Em todos os pacientes foram colhidos dois "swabs" (Culturette; Becton Dickinson, Maryland) simultaneamente da parede posterior de orofaringe e de tonsilas pela mesma equipe de otorrinolaringologistas. O primeiro foi levado ao laboratório sendo inoculado em placa agar-sangue de carneiro a 5% por 24-48 horas, segundo os métodos bioquímicos convencionais e confirmada a identificação com sistema automatizado Untek Systems (Biomeniux, USA). O outro Swab foi testado com o teste rápido, utilizando o sistema ótico imuno-ensaio, Strep A OIA Max, em 5 minutos, de acordo com as instruções do fabricante (International Microbio, USA). O técnico do laboratório não tinha conhecimento do resultado do teste rápido. Qualquer crescimento de Streptococcus pyogenes na placa de cultura era considerado uma cultura positiva.

DADOS FORNECIDOS:
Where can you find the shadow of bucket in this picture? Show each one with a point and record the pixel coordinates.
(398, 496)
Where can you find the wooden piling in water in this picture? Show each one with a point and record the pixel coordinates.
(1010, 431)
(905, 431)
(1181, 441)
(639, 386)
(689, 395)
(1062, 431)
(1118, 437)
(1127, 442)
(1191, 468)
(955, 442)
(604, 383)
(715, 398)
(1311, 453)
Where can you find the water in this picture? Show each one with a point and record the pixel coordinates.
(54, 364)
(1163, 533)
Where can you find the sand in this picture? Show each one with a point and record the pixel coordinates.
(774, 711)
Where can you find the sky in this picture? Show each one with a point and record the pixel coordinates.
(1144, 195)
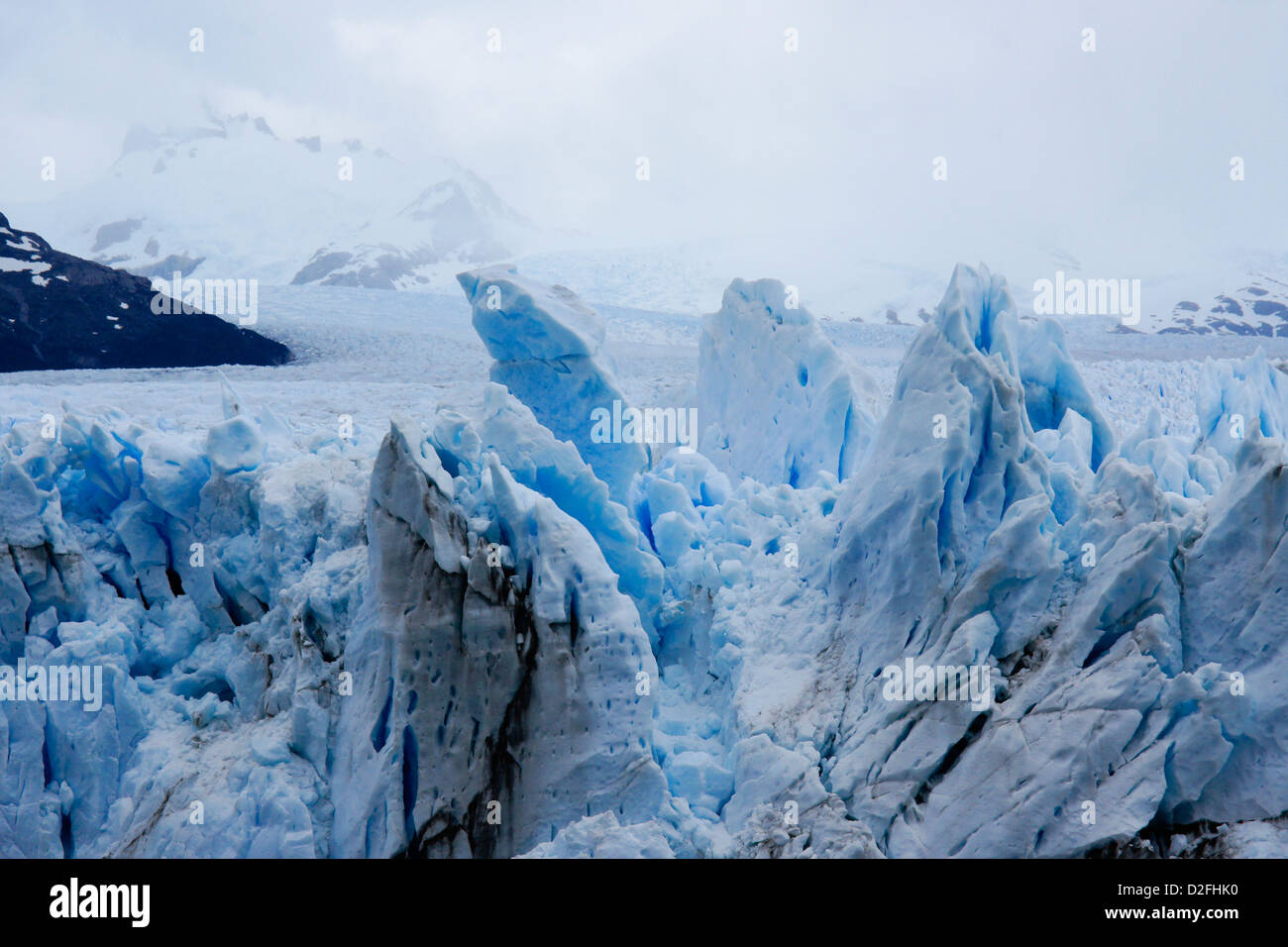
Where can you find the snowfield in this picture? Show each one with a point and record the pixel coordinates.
(390, 596)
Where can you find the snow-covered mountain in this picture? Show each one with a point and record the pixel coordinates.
(458, 221)
(1258, 305)
(58, 311)
(230, 198)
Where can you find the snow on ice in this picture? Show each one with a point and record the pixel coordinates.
(478, 631)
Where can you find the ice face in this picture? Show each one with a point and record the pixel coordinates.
(776, 401)
(465, 643)
(505, 684)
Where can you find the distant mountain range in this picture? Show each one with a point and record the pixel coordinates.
(228, 198)
(59, 311)
(1257, 307)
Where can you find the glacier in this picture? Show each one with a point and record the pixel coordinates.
(484, 634)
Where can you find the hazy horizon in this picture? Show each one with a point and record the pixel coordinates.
(1120, 157)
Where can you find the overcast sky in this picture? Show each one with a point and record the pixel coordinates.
(1120, 155)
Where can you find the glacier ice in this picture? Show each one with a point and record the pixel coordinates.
(496, 638)
(777, 402)
(548, 350)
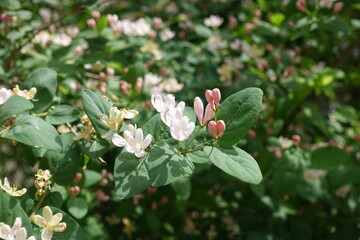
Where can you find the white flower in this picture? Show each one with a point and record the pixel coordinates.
(181, 127)
(172, 85)
(166, 35)
(49, 222)
(15, 233)
(116, 118)
(4, 95)
(134, 141)
(213, 21)
(151, 79)
(12, 190)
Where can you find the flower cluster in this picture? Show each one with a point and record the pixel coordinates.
(133, 140)
(11, 190)
(173, 116)
(49, 223)
(116, 118)
(15, 232)
(5, 94)
(42, 182)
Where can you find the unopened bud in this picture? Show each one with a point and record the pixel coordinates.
(199, 108)
(220, 125)
(338, 7)
(95, 15)
(212, 129)
(91, 23)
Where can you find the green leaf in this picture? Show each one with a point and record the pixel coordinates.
(166, 165)
(78, 207)
(73, 230)
(235, 162)
(328, 157)
(64, 164)
(44, 80)
(63, 114)
(10, 209)
(239, 111)
(95, 149)
(15, 104)
(183, 188)
(91, 178)
(95, 105)
(131, 175)
(34, 131)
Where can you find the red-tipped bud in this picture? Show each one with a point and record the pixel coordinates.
(78, 177)
(138, 84)
(95, 15)
(220, 125)
(338, 7)
(217, 97)
(212, 129)
(209, 114)
(110, 72)
(209, 97)
(199, 108)
(91, 23)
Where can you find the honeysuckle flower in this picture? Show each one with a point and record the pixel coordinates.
(49, 222)
(11, 190)
(216, 129)
(133, 140)
(5, 94)
(24, 93)
(116, 118)
(42, 182)
(16, 232)
(181, 127)
(213, 21)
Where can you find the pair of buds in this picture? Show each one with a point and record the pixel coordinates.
(216, 129)
(213, 98)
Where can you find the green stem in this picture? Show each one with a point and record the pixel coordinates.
(38, 205)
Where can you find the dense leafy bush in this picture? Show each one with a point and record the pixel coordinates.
(91, 132)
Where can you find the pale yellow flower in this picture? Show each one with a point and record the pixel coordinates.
(49, 222)
(12, 190)
(116, 118)
(28, 94)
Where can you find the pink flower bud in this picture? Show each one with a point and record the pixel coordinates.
(104, 182)
(251, 133)
(217, 97)
(220, 126)
(199, 108)
(338, 7)
(212, 129)
(102, 76)
(78, 177)
(209, 114)
(95, 15)
(125, 87)
(139, 84)
(158, 23)
(209, 97)
(232, 21)
(103, 87)
(91, 23)
(301, 5)
(110, 72)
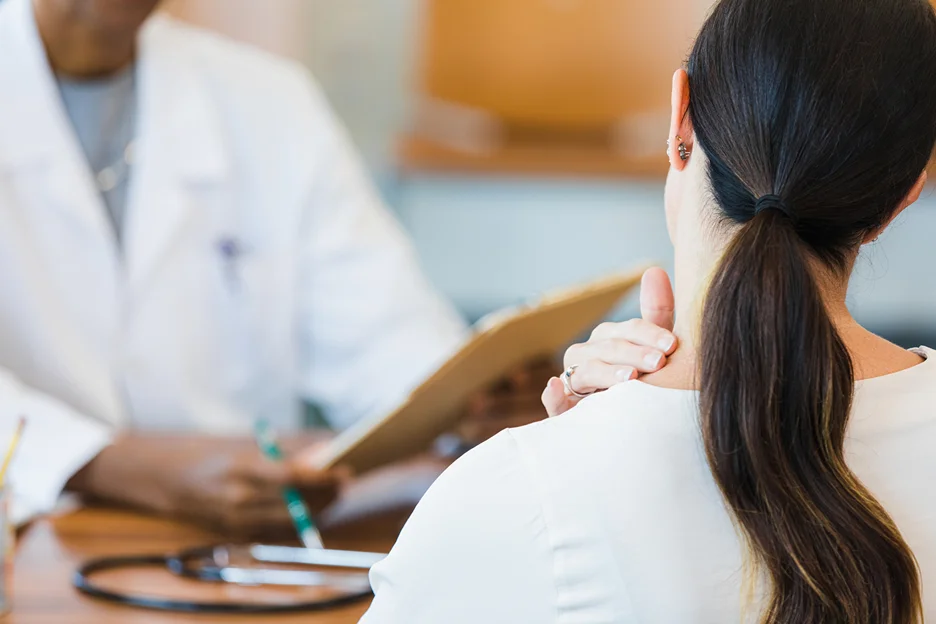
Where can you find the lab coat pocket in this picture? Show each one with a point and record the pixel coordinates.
(232, 272)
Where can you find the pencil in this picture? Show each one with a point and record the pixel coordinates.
(298, 511)
(11, 449)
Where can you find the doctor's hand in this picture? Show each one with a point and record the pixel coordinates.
(222, 483)
(619, 352)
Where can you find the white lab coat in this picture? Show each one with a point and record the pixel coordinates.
(258, 267)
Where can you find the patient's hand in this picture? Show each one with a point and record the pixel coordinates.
(618, 352)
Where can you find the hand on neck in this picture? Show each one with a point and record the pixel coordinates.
(81, 47)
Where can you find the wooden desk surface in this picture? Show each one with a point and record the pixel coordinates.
(50, 550)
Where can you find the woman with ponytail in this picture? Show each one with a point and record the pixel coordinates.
(781, 469)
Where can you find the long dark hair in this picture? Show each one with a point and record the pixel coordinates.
(829, 106)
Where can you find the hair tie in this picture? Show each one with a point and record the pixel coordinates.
(768, 202)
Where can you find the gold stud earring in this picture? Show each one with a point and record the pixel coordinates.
(684, 152)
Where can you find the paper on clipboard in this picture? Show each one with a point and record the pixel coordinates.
(502, 342)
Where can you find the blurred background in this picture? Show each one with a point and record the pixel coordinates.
(521, 143)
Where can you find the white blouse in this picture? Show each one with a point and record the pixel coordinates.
(610, 514)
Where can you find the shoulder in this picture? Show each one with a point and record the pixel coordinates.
(478, 532)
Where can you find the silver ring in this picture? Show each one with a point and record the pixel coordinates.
(567, 382)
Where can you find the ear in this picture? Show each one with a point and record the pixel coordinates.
(909, 200)
(680, 125)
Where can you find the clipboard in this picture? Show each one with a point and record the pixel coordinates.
(501, 342)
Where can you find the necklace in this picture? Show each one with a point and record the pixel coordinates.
(115, 173)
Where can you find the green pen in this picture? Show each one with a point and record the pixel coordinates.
(308, 533)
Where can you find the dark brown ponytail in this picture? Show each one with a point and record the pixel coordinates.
(776, 393)
(822, 105)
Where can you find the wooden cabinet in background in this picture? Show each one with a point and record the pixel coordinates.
(547, 86)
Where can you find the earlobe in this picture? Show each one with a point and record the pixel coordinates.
(679, 144)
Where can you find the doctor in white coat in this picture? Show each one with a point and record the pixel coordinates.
(187, 244)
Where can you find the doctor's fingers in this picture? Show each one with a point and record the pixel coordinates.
(254, 522)
(253, 467)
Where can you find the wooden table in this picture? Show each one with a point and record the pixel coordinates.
(50, 550)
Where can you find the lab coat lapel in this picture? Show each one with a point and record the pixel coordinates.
(180, 158)
(39, 143)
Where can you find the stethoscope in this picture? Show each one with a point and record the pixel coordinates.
(212, 564)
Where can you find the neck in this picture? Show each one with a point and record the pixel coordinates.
(79, 48)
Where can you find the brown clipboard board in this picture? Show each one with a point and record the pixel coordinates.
(501, 342)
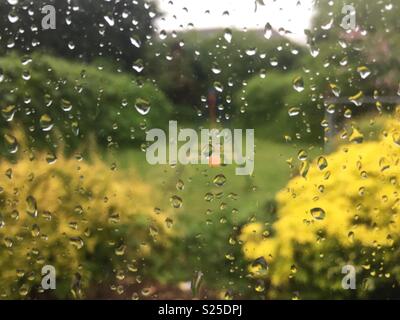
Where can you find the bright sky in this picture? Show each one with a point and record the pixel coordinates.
(292, 15)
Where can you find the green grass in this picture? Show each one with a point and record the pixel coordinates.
(203, 229)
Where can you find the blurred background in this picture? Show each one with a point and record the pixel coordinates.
(77, 193)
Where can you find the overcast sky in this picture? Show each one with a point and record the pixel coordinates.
(292, 15)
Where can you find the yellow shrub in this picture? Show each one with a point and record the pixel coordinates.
(84, 218)
(345, 211)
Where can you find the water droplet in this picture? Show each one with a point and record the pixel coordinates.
(196, 283)
(268, 31)
(142, 106)
(318, 213)
(176, 202)
(357, 99)
(135, 40)
(12, 143)
(31, 206)
(364, 72)
(76, 242)
(8, 112)
(260, 266)
(298, 84)
(228, 35)
(219, 180)
(46, 122)
(294, 111)
(260, 286)
(322, 163)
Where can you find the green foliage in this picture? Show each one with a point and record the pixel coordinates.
(276, 110)
(82, 25)
(79, 100)
(189, 66)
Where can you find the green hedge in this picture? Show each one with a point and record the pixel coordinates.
(265, 104)
(101, 103)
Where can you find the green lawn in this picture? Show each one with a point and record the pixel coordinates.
(206, 231)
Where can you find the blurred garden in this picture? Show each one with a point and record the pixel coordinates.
(77, 193)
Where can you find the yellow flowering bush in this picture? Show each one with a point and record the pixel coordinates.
(90, 221)
(344, 211)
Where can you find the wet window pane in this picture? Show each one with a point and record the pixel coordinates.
(182, 149)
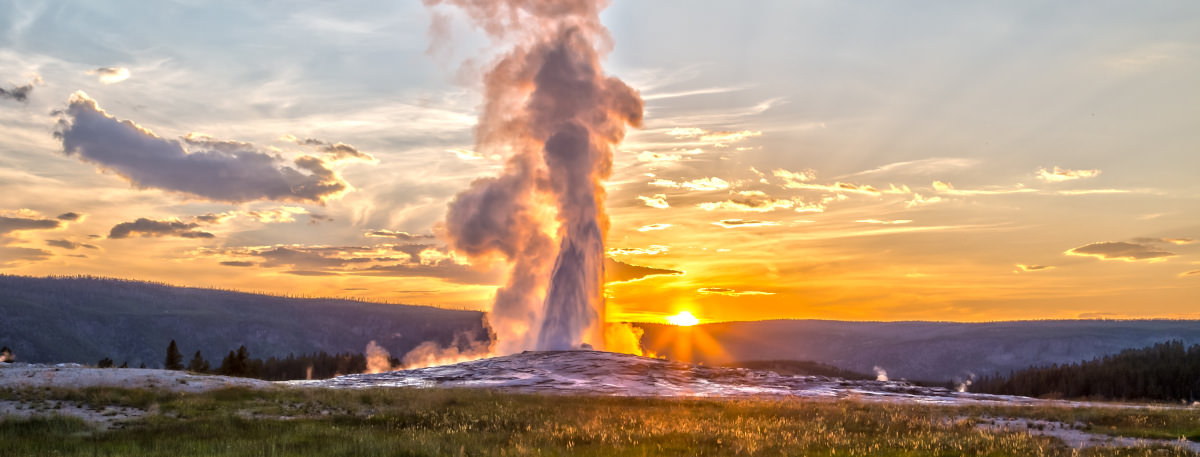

INSTRUÇÕES:
Reproduza fielmente o trecho do texto sobre a coleta de swabs que vai de "Em todos os" até "uma cultura positiva.", incluindo as duas expressões.

RESPOSTA DO EXERCÍCIO:
Em todos os pacientes foram colhidos dois "swabs" (Culturette; Becton Dickinson, Maryland) simultaneamente da parede posterior de orofaringe e de tonsilas pela mesma equipe de otorrinolaringologistas. O primeiro foi levado ao laboratório sendo inoculado em placa agar-sangue de carneiro a 5% por 24-48 horas, segundo os métodos bioquímicos convencionais e confirmada a identificação com sistema automatizado Untek Systems (Biomeniux, USA). O outro Swab foi testado com o teste rápido, utilizando o sistema ótico imuno-ensaio, Strep A OIA Max, em 5 minutos, de acordo com as instruções do fabricante (International Microbio, USA). O técnico do laboratório não tinha conhecimento do resultado do teste rápido. Qualquer crescimento de Streptococcus pyogenes na placa de cultura era considerado uma cultura positiva.